• Task to complete
The response must contain every record, repeated exactly.

• Available records
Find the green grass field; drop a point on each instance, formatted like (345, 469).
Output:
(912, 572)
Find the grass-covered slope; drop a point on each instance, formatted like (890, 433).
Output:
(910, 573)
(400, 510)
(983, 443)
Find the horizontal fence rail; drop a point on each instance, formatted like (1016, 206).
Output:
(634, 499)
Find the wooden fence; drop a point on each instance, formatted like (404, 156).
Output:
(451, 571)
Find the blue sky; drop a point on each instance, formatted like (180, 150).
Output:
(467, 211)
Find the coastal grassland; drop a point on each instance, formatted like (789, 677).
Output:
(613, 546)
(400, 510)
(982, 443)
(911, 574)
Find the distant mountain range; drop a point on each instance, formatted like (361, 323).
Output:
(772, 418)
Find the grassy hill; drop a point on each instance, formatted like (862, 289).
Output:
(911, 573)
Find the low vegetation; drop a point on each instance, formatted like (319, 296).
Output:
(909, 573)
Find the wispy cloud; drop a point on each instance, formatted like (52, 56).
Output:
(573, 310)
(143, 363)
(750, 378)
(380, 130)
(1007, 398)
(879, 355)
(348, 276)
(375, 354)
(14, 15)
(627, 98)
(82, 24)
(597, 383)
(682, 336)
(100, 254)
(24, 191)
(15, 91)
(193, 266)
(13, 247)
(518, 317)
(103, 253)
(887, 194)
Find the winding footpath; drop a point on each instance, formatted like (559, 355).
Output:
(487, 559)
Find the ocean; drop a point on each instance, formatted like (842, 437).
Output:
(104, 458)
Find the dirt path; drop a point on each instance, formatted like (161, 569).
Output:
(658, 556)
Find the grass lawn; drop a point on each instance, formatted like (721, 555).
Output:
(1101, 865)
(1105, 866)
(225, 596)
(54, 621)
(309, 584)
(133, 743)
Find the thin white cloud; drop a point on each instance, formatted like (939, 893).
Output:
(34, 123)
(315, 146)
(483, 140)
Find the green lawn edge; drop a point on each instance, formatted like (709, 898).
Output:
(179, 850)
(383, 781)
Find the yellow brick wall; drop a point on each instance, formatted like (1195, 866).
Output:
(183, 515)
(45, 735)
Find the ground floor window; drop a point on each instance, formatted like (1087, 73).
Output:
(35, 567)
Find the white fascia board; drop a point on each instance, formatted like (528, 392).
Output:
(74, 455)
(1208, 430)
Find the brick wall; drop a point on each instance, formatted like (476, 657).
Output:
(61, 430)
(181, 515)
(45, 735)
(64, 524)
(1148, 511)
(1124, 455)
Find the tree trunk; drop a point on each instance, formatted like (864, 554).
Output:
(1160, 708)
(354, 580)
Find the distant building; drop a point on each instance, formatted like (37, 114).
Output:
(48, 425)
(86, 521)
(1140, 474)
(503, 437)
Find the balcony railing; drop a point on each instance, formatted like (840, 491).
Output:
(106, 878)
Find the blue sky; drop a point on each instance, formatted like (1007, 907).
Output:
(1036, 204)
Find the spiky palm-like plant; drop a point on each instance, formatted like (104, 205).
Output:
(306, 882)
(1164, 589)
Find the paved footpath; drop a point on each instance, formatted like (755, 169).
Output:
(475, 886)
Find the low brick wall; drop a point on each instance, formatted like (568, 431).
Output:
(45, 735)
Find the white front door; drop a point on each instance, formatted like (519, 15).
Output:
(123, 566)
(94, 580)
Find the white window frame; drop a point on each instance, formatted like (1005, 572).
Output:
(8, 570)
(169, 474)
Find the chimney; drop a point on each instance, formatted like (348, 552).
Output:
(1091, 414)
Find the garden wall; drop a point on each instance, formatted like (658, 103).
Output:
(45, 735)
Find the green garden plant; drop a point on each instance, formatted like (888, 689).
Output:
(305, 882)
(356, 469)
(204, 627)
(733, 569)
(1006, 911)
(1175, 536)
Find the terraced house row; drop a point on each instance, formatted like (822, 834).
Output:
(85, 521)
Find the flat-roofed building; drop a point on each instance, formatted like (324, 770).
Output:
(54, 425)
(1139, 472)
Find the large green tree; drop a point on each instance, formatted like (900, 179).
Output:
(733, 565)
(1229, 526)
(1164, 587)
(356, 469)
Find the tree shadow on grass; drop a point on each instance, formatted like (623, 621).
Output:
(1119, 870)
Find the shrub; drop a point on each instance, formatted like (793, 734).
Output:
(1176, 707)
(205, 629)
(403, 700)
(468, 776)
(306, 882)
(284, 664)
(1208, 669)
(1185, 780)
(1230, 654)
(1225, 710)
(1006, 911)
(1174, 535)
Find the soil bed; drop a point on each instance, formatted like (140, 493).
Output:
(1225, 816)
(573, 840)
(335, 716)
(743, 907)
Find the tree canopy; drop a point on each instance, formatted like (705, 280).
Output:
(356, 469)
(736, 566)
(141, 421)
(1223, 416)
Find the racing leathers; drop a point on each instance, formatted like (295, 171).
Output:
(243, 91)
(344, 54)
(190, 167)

• Output
Find the green grass field; drop a point on each instance, formatted like (345, 469).
Output:
(912, 572)
Find the grass-covered slope; drop a point on each instance, formatted like (890, 433).
Output:
(910, 573)
(400, 510)
(983, 443)
Find the horizontal fence rail; drop a point on each instance, formatted like (1016, 206).
Output:
(634, 499)
Find the wooden fence; drop a point on each instance, formatted like (404, 156).
Output:
(451, 571)
Find the blue sky; drop a point on each instance, formatted like (180, 150).
Output:
(467, 211)
Find the coastal grassland; drop a point on each instance, formatted like (789, 677).
Output:
(613, 546)
(400, 510)
(982, 443)
(911, 574)
Find the distant mountain range; drop a point on each instance, formatted like (361, 323).
Output:
(772, 418)
Find the grassy hill; drop a point on each instance, formatted like (862, 289).
Output:
(911, 573)
Find the low vegetation; drop a point on each instance, formatted like (319, 296).
Output:
(909, 573)
Find the wispy cloud; drop a point on each instance, formatted like (52, 56).
Output:
(573, 310)
(143, 363)
(750, 378)
(380, 130)
(1007, 398)
(879, 355)
(348, 276)
(375, 354)
(14, 15)
(627, 98)
(82, 24)
(597, 383)
(682, 336)
(100, 254)
(24, 191)
(15, 91)
(193, 266)
(13, 247)
(518, 317)
(103, 253)
(887, 194)
Find the winding footpath; drop a point on each instance, formatted like (559, 355).
Output:
(487, 559)
Find the ocean; drop a point on each instance, formatted like (842, 437).
Output:
(104, 458)
Find the dirt path; drop a point on each instance, formatted like (161, 569).
Output:
(658, 556)
Find the grass lawn; drop a point on each instance, formatted like (721, 555).
Output:
(1101, 865)
(1105, 866)
(225, 596)
(54, 621)
(309, 584)
(133, 743)
Find the thin white cloud; drop a point on each instance, formatted like (939, 893).
Output:
(34, 123)
(315, 146)
(483, 140)
Find the green lawn edge; drop a point on each instance, formatted like (709, 898).
Output:
(179, 850)
(383, 781)
Find the yellow brick wall; drop a point on each instance, formatted like (1195, 866).
Output:
(183, 515)
(45, 735)
Find the ground floor window; drop a point on each instance, formatted like (1087, 73).
Output:
(35, 567)
Find the white fascia board; drop a point on each instance, formatted like (528, 392).
Output:
(74, 455)
(1208, 430)
Find the brick wall; drop a point on each instance, formatted like (476, 657).
Output:
(61, 430)
(181, 515)
(45, 735)
(64, 524)
(1148, 511)
(1124, 455)
Find the tree trunk; drop a point on each instance, formatted like (864, 554).
Output:
(1160, 708)
(354, 580)
Find the distant building; drop a point on each instance, formatted like (37, 114).
Output:
(48, 425)
(86, 521)
(1140, 474)
(503, 437)
Find the balcony railing; drop a point on each instance, formatted like (840, 491).
Output:
(106, 878)
Find the blue sky; drop a point on each instance, formatted like (1007, 907).
Output:
(1036, 204)
Find the spiky palm-like plant; drop a point on each instance, formatted like (104, 205).
Output:
(306, 882)
(1164, 589)
Find the paved footpath; drop a point on each instance, formatted like (755, 169).
Output:
(475, 886)
Find the low brick wall; drop a point on each instance, formatted like (568, 431).
Output:
(45, 735)
Find the white front door; drop a point on each instance, formatted like (519, 15).
Output:
(123, 566)
(94, 580)
Find the white window frame; drop a point on each instance, formatted like (1005, 572).
Output:
(8, 570)
(169, 474)
Find the chimney; drop a point on each instance, formatted like (348, 552).
Output:
(1091, 414)
Find the garden wall; drop a point on each instance, formatted like (658, 103).
Output:
(45, 735)
Find the green garden plant; drop a point on each instance, formatted like (888, 689).
Output:
(305, 882)
(356, 469)
(204, 627)
(733, 569)
(1006, 911)
(1175, 536)
Find the terraced house row; drop a point on each instance, formatted like (822, 834).
Output:
(85, 521)
Find the flat-roofed building; drop a point on each instance, formatted like (324, 770).
Output:
(54, 425)
(1139, 472)
Find the large green tree; drop a point on each instance, formatted like (900, 179).
Output:
(733, 565)
(1229, 526)
(1164, 587)
(356, 469)
Find the tree shadow on grass; drop a point on each instance, formatted like (623, 621).
Output:
(1119, 870)
Find the shrub; drop a point on each instance, formatted like (793, 734).
Output:
(1176, 707)
(205, 629)
(403, 700)
(468, 776)
(306, 882)
(284, 664)
(1208, 669)
(1185, 780)
(1230, 654)
(1225, 710)
(1006, 911)
(1174, 535)
Find the soil bed; drop a point on each instance, formatted like (140, 493).
Output:
(1225, 816)
(573, 840)
(335, 716)
(743, 907)
Find the tree canopy; drop a point on each instance, formatted like (705, 280).
Output:
(356, 469)
(736, 566)
(141, 421)
(1223, 416)
Find the racing leathers; drop a point on each instance, formatted like (295, 171).
Output:
(243, 91)
(344, 54)
(190, 167)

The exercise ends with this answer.